• **EXERCISE**
Rewrite all of the data below, changing "instance" to "occurrence" everywhere it appears and keeping everything else the same.
-=-=-
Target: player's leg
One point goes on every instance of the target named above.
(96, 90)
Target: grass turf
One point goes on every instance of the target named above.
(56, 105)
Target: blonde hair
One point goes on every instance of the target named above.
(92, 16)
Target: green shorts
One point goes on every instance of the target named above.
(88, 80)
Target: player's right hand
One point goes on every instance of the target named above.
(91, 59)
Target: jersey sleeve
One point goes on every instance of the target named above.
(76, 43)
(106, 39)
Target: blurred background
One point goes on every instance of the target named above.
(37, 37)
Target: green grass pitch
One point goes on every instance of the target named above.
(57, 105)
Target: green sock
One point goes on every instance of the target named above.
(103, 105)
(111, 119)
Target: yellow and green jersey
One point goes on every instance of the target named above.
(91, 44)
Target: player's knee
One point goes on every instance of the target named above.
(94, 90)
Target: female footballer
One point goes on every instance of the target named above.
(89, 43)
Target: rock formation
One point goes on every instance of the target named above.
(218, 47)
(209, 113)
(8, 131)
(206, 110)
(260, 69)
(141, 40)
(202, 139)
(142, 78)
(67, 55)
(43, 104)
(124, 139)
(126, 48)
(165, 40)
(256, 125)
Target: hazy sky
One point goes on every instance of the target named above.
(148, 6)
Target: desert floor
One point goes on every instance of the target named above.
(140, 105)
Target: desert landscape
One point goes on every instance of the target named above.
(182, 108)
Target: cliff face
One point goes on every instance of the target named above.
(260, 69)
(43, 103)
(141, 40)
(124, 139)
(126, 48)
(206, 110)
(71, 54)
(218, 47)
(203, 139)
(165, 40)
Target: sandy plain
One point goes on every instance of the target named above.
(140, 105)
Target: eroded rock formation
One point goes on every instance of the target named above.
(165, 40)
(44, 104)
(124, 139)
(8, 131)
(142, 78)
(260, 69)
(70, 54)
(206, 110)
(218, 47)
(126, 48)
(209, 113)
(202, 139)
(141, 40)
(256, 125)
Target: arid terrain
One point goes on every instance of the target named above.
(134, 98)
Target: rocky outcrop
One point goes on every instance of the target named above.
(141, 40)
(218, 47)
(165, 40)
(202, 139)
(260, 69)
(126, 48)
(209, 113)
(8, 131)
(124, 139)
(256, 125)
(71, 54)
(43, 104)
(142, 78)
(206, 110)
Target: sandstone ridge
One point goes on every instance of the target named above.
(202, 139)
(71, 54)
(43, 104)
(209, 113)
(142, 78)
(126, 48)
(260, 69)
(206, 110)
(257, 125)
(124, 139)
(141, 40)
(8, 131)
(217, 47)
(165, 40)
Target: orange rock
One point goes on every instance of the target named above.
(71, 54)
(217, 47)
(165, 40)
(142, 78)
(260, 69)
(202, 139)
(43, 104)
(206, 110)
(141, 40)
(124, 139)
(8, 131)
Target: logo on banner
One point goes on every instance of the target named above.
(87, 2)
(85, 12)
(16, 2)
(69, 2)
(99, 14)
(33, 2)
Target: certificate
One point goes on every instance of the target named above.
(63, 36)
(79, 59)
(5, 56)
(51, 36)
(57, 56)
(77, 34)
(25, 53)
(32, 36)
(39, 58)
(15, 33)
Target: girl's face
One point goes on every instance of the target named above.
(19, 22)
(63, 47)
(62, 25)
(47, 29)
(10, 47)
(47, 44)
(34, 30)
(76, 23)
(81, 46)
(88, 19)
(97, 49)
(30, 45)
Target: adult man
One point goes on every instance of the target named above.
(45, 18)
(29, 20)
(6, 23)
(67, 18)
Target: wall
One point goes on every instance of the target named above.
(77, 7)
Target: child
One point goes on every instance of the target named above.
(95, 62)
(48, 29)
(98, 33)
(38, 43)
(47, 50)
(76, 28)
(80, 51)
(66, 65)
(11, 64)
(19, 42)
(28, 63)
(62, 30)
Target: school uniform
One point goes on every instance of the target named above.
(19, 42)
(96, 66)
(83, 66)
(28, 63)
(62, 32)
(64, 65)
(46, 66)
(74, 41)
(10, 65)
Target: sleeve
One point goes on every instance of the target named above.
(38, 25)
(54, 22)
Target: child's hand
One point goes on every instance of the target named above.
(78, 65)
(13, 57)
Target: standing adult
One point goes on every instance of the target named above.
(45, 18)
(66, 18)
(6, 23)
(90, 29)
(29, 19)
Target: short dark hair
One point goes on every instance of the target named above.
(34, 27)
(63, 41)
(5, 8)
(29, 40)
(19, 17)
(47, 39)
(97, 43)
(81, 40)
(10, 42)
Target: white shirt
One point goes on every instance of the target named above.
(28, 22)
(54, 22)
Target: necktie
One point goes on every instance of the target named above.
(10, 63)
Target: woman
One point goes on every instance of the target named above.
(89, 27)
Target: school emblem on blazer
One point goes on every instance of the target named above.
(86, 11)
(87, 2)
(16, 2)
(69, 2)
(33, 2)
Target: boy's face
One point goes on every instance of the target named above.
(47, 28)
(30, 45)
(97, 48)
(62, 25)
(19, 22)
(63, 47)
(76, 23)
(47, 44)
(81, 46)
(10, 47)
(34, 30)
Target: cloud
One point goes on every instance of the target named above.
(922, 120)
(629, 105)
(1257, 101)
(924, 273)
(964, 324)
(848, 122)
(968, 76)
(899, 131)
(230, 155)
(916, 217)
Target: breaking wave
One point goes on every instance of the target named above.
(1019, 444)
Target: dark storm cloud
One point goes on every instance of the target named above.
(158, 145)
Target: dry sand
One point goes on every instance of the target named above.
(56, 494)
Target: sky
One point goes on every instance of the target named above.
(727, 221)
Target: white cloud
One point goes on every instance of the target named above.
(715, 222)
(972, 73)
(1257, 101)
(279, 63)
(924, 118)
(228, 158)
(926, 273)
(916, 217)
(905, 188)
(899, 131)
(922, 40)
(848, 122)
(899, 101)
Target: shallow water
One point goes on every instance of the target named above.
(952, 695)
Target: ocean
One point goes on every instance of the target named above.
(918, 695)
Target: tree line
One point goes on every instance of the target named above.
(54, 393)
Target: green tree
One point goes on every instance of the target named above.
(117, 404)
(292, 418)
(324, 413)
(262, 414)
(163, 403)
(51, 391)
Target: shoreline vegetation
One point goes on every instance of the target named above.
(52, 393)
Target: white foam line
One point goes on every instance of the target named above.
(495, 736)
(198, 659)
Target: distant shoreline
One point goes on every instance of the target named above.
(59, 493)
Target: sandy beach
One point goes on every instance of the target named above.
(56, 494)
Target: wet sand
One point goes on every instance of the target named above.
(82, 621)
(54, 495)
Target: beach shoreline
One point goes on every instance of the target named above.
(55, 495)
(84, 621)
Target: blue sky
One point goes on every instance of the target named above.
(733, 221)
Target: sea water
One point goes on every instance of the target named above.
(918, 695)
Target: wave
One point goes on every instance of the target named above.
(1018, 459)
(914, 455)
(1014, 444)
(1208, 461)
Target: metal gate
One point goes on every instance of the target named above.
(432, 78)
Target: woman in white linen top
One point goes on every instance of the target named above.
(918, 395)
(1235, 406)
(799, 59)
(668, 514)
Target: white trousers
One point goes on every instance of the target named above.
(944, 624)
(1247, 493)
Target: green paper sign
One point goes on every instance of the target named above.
-=-=-
• **OUTPUT BELOW**
Target: player's leg
One point goes on every occurrence of the target named above.
(96, 90)
Target: grass turf
One point goes on every occurrence of the target named above.
(56, 105)
Target: blonde hair
One point goes on every occurrence of the target named above.
(92, 16)
Target: green shorts
One point goes on every occurrence of the target named above.
(88, 80)
Target: player's right hand
One point goes on every occurrence of the target named above.
(91, 59)
Target: jersey sleeve
One point goes on every occurrence of the target named above.
(76, 43)
(106, 39)
Target: blurred background
One point goes on every occurrence of the target named above.
(37, 37)
Target: green grass pitch
One point goes on every occurrence of the target named above.
(57, 105)
Target: green sock
One point goes on every occurrence of the target named above.
(103, 105)
(111, 119)
Target: yellow and green jersey
One point goes on every occurrence of the target named above.
(91, 44)
Target: player's knee
One point goes on every occurrence of the target named above.
(94, 90)
Target: female footballer
One point goes on every occurrence of the target named above.
(89, 43)
Target: rock formation
One point goes on every occurrence of the target named above.
(218, 47)
(209, 113)
(8, 131)
(206, 110)
(260, 69)
(141, 40)
(202, 139)
(142, 78)
(67, 55)
(43, 104)
(124, 139)
(126, 48)
(165, 40)
(256, 125)
Target: hazy sky
One point goes on every occurrence of the target named above.
(148, 6)
Target: desert floor
One point goes on every occurrence of the target named above.
(140, 105)
Target: desert landscape
One point goes on every occurrence of the target named above.
(182, 108)
Target: cliff face
One point goes on every occurrence of the target named above.
(260, 69)
(43, 103)
(141, 40)
(124, 139)
(126, 48)
(206, 110)
(71, 54)
(218, 47)
(203, 139)
(165, 40)
Target: sandy plain
One point goes on every occurrence of the target named above.
(140, 105)
Target: eroded rock formation
One point goes on every occurrence of the target named above.
(165, 40)
(44, 104)
(124, 139)
(8, 131)
(142, 78)
(260, 69)
(70, 54)
(206, 110)
(218, 47)
(126, 48)
(209, 113)
(202, 139)
(141, 40)
(256, 125)
Target: arid terrain
One point goes on every occurrence of the target named above.
(134, 98)
Target: rocky outcrop
One point goes on every occurrence of the target named above.
(141, 40)
(218, 47)
(165, 40)
(202, 139)
(260, 69)
(126, 48)
(209, 113)
(8, 131)
(124, 139)
(256, 125)
(71, 54)
(43, 104)
(142, 78)
(206, 110)
Target: sandstone ridge
One point goes on every occurrence of the target named above.
(202, 139)
(71, 54)
(43, 104)
(209, 113)
(142, 78)
(126, 48)
(260, 69)
(206, 110)
(257, 125)
(124, 139)
(141, 40)
(8, 131)
(217, 47)
(165, 40)
Target: orange rock
One point goes on every occurrence of the target named above.
(71, 54)
(217, 47)
(165, 40)
(142, 78)
(260, 69)
(202, 139)
(43, 104)
(206, 110)
(141, 40)
(124, 139)
(8, 131)
Target: logo on banner
One point goes on every occurrence of the target named above.
(87, 2)
(85, 12)
(16, 2)
(69, 2)
(99, 14)
(33, 2)
Target: certificate
One point goes on every occurrence of the target named above.
(63, 36)
(79, 59)
(5, 56)
(51, 36)
(57, 56)
(77, 34)
(25, 53)
(32, 36)
(39, 58)
(15, 33)
Target: girl's face
One point goes on every occurrence of the target named above.
(19, 22)
(63, 47)
(62, 25)
(47, 29)
(10, 47)
(47, 44)
(34, 30)
(76, 23)
(81, 46)
(88, 19)
(97, 49)
(30, 45)
Target: adult man
One point goes on every occurrence of the target named above.
(45, 18)
(29, 20)
(6, 23)
(67, 18)
Target: wall
One point goes on every occurrence of the target named above.
(77, 7)
Target: child
One point goes on every occurrence of the target named above.
(95, 62)
(48, 29)
(98, 33)
(38, 43)
(47, 50)
(76, 28)
(80, 51)
(66, 65)
(11, 64)
(19, 42)
(28, 63)
(62, 30)
Target: school uniform
One point goes on every occurrence of the target named above.
(19, 42)
(96, 66)
(83, 66)
(28, 63)
(62, 32)
(64, 65)
(46, 66)
(74, 41)
(10, 65)
Target: sleeve
One point goes on every occurrence of the target named above.
(38, 25)
(54, 22)
Target: child's hand
One point goes on every occurrence of the target named above.
(78, 65)
(13, 57)
Target: standing adult
One point goes on every occurrence of the target named above.
(45, 18)
(66, 18)
(6, 23)
(90, 29)
(29, 19)
Target: short dark hair
One point goes on every occurrence of the target named above.
(34, 27)
(63, 41)
(5, 8)
(29, 40)
(19, 17)
(47, 39)
(97, 43)
(81, 40)
(10, 42)
Target: white shirt
One point goes on every occurrence of the target named above.
(28, 22)
(54, 22)
Target: necktie
One point goes on every occurrence of the target named above.
(10, 63)
Target: woman
One point goes on every occurrence of the target named above.
(89, 27)
Target: school emblem on blazer
One point goes on every occurrence of the target named above.
(86, 11)
(87, 2)
(16, 2)
(69, 2)
(33, 2)
Target: boy's face
One point goes on every occurrence of the target named above.
(47, 28)
(30, 45)
(97, 48)
(62, 25)
(19, 22)
(63, 47)
(76, 23)
(47, 44)
(81, 46)
(10, 47)
(34, 30)
Target: cloud
One point goes on every occurrence of the target named above.
(922, 120)
(629, 105)
(1257, 101)
(924, 273)
(964, 324)
(848, 122)
(968, 76)
(899, 131)
(230, 155)
(916, 217)
Target: breaking wave
One point goes on every occurrence of the target named above.
(1019, 444)
Target: dark storm cloud
One point goes on every occurrence of the target named above.
(158, 145)
Target: dry sand
One point goes on every occurrence of the target named above.
(56, 494)
Target: sky
One point goes on every occurrence of the target named above.
(727, 221)
Target: white cloud
One point goes on every occurrence of the target named above.
(715, 222)
(972, 73)
(1257, 101)
(279, 63)
(924, 118)
(228, 158)
(926, 273)
(916, 217)
(905, 188)
(899, 131)
(922, 40)
(848, 122)
(899, 101)
Target: shallow water
One point goes on every occurrence of the target named above.
(952, 695)
Target: ocean
One point goes on every occurrence of the target named above.
(918, 695)
Target: tree line
One point goes on every occurrence of the target named above.
(54, 393)
Target: green tree
One point goes on every occurrence of the target named above.
(117, 404)
(292, 418)
(324, 413)
(262, 414)
(163, 403)
(51, 391)
Target: shoreline vegetation
One point goes on every occurrence of the target named above.
(52, 393)
Target: white foam line
One point goes on every occurrence of the target named above.
(495, 736)
(198, 659)
Target: distant shoreline
One point goes on every occurrence of the target named above.
(59, 493)
Target: sandy beach
One point goes on every occurrence of the target named above.
(56, 494)
Target: wet sand
One point goes on every occurrence of the target named above.
(82, 621)
(54, 495)
Target: beach shoreline
One point goes on every occurrence of the target named above.
(55, 495)
(84, 621)
Target: blue sky
One point goes on every occurrence of the target named above.
(733, 221)
Target: sea water
One point goes on every occurrence of the target named above.
(918, 695)
Target: wave
One point goes on every occurrence of the target named above.
(1018, 459)
(914, 455)
(1014, 444)
(1208, 461)
Target: metal gate
One point goes on every occurrence of the target named above.
(432, 78)
Target: woman in white linen top
One point goes on every occurrence of the target named above.
(918, 395)
(1235, 406)
(799, 59)
(668, 514)
Target: white trousers
One point goes on every occurrence of the target named above.
(944, 624)
(1247, 493)
Target: green paper sign
One point goes on every occurrence of the target named above.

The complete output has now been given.